━━ EXCERPT TO READ ━━

The key to understanding the frequency and duration of GC pauses goes through analyzing GC log files. It’s not a metric you can get out of the box without analyzing it on your own, or using tools like jClarity. To analyze this you’ll need to make sure to turn on GC log collection with the appropriate JVM arguments.
Takeaway #4: Keep in mind to have a broad view correlate the data between different metrics to see how they affect each other.
5. Business Metrics
The performance of your application doesn’t solely depend on how fast it responds, and neither on its error rate. The flipside is business metrics, and the responsibility for those is not at the hands of the product / sales people only. Measures like revenue, user counts, and interactions with specific areas of your application are critical for understanding how it performs. Having those side by side with the timestamps of new deployment is important to see how the fixes and new features you deploy impact the bottom line in terms of the business. Hopefully for the better of course, but if it goes for the worse – It’s super easy to know what needs fixing once you have all your data in one place.
Moreover, the ability to tie those business metrics, in real time, together with data about error rates and latency, is extremely powerful. This allows you to drill down to understand exactly which error or exception is causing you the most trouble, so you can prioritize them by their impact on business goals. Making sense of all the exceptions and log errors that are flying around. The way to do to this is using monitoring tools that are open to integrations and play well with the other kids in the neighborhood. This is why it’s super important to keep all data open and have the option to export it to our service of choice.

━━━
━━ GIVEN MATERIAL ━━

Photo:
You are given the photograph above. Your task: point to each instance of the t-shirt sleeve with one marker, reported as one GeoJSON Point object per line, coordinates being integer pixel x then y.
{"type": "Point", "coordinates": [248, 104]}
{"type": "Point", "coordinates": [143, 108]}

━━━

PROBLEM SET:
**A.** In the performance metrics excerpt, what do you need to analyze to understand how often GC pauses happen and how long they last?
**B.** Translate this sentence from the performance metrics excerpt into Spanish: "Measures like revenue, user counts, and interactions with specific areas of your application are critical for understanding how it performs."

ANSWERS FOR THE TASKS:
**A.** GC log files

**B.** Medidas como los ingresos, el número de usuarios y las interacciones con áreas específicas de su aplicación son fundamentales para comprender su rendimiento.